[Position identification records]
————————

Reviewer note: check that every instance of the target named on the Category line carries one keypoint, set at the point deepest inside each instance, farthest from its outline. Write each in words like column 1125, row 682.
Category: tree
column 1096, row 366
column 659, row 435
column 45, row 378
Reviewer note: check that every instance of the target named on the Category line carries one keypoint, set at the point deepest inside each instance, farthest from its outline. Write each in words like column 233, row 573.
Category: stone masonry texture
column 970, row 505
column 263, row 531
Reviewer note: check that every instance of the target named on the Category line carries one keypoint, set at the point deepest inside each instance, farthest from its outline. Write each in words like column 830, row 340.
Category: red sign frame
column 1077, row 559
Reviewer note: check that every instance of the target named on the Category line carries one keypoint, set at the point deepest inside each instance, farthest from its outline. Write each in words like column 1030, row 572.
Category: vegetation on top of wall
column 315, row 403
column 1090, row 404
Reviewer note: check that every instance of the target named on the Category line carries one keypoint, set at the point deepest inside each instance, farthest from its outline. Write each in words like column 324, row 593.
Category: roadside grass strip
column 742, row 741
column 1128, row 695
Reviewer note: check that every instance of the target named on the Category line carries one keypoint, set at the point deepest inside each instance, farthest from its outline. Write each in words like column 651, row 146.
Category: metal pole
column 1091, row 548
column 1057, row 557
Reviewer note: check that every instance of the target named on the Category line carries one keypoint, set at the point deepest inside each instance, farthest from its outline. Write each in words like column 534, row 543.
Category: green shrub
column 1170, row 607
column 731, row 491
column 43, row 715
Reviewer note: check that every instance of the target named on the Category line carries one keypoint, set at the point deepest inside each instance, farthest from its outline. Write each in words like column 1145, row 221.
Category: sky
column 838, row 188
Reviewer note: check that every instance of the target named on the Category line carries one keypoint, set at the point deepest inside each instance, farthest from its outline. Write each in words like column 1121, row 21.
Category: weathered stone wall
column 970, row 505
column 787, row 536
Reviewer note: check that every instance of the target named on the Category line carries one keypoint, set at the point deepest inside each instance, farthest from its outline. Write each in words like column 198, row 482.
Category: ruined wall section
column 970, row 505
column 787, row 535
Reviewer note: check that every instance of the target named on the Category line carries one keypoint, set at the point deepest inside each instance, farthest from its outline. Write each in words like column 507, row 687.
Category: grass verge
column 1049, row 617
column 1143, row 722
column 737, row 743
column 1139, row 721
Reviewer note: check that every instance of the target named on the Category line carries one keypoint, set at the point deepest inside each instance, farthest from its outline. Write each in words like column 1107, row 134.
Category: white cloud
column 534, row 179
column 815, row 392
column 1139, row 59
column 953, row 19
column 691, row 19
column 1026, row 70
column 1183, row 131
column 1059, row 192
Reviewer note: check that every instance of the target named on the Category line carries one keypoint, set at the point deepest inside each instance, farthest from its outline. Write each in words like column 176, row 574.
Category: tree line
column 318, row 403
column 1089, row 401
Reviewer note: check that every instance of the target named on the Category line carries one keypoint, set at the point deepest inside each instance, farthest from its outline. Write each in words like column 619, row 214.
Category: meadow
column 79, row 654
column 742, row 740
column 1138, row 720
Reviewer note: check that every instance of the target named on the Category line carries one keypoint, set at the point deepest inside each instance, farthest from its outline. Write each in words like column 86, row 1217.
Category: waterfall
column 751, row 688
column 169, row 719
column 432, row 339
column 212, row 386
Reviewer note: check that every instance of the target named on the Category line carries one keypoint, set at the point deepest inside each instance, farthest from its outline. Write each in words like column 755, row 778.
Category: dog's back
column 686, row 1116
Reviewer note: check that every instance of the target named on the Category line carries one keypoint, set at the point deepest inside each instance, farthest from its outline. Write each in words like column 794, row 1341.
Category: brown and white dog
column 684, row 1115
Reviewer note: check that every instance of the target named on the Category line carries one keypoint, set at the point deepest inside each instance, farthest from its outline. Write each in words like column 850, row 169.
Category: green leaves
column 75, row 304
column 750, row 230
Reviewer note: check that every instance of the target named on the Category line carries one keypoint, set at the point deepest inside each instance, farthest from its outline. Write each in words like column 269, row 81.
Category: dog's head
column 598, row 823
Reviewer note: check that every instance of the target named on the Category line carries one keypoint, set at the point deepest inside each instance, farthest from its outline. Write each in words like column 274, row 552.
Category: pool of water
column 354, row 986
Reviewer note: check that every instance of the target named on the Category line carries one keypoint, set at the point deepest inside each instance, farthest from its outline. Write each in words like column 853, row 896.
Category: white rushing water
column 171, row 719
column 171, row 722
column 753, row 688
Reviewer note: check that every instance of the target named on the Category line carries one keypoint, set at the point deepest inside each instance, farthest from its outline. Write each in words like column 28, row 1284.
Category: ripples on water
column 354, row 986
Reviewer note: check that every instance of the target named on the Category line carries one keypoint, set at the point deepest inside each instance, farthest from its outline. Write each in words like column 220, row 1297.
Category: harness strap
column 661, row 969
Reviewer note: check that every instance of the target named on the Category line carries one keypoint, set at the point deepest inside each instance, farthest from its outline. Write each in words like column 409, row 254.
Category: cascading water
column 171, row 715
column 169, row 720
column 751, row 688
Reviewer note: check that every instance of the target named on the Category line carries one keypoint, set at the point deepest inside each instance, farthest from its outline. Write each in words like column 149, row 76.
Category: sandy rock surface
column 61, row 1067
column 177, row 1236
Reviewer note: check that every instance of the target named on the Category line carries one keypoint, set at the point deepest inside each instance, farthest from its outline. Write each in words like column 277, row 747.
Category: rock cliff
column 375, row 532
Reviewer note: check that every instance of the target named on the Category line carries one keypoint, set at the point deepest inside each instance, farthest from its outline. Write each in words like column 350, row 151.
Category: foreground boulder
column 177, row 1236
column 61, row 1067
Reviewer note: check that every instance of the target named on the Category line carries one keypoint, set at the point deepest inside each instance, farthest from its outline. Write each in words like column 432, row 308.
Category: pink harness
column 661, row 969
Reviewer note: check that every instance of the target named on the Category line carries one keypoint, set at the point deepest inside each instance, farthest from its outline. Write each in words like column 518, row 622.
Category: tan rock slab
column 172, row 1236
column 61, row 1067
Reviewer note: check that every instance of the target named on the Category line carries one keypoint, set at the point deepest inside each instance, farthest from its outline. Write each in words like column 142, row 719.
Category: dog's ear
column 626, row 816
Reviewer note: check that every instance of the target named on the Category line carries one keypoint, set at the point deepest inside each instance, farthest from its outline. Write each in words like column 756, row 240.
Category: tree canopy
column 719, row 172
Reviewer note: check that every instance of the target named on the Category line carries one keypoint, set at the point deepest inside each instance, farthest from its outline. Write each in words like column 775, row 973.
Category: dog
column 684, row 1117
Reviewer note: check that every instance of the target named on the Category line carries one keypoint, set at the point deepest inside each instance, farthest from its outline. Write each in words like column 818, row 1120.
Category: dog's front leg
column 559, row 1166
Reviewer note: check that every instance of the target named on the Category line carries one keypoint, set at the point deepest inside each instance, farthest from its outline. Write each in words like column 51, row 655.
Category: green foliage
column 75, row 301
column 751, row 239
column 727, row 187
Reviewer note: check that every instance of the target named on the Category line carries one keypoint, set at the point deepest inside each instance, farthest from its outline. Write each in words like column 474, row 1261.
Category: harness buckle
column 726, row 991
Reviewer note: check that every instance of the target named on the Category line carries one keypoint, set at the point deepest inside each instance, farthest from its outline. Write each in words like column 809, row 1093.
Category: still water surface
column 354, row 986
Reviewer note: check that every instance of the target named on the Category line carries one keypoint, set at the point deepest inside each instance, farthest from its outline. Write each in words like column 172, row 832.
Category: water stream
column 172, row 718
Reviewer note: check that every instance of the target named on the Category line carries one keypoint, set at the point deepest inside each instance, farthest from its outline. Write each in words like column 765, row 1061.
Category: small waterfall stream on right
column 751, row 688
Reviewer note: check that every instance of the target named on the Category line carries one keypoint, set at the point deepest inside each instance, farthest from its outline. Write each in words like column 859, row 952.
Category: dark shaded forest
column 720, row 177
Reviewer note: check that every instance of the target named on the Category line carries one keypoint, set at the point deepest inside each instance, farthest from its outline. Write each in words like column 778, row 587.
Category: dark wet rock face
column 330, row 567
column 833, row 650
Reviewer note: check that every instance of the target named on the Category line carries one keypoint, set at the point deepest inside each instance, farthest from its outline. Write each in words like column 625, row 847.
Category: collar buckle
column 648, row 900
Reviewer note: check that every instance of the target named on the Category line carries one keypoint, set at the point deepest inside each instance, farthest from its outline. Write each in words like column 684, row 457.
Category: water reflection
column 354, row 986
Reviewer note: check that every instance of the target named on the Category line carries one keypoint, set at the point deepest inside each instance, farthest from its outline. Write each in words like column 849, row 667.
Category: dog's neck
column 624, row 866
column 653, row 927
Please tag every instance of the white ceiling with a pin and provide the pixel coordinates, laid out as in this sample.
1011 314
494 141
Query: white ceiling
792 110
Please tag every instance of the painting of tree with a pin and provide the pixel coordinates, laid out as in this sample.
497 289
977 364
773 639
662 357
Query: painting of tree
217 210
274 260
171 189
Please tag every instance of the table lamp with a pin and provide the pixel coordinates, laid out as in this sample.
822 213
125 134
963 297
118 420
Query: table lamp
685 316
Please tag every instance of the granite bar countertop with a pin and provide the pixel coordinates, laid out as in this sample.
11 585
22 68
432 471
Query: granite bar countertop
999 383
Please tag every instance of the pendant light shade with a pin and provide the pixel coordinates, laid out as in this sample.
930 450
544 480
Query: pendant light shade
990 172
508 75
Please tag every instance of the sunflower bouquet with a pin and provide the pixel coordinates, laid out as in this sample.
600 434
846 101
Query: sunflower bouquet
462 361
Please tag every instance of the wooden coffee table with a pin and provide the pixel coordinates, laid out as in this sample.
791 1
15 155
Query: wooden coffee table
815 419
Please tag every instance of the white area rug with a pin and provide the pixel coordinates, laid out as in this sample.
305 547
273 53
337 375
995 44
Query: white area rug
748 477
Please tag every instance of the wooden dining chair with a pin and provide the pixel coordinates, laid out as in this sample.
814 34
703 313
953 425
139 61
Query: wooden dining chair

————————

- Prompt
Can you print, word for word, the lines of the entries above from the line containing "534, row 543." up to and including the line containing "column 787, row 535"?

- Written answer
Reviewer note: check that every instance of the target named on the Category line carries one keypoint, set at the point deepest inside each instance, farthest from its outline. Write each in words like column 534, row 543.
Category: green shrub
column 1170, row 607
column 731, row 491
column 43, row 715
Reviewer note: check that every instance of the target named on the Category line carries one keypoint, set at the point deepest inside each instance, farthest from its outline. Write each in words like column 1145, row 221.
Category: sky
column 838, row 188
Reviewer note: check that every instance of the target named on the Category line carries one keypoint, set at the point deepest inside each instance, farthest from its outline. Write each in words like column 1121, row 21.
Category: weathered stone wall
column 970, row 505
column 787, row 536
Reviewer note: check that every instance of the target named on the Category line carries one keypoint, set at the point deepest inside each instance, farthest from its outline. Write each in words like column 198, row 482.
Category: ruined wall section
column 970, row 505
column 787, row 535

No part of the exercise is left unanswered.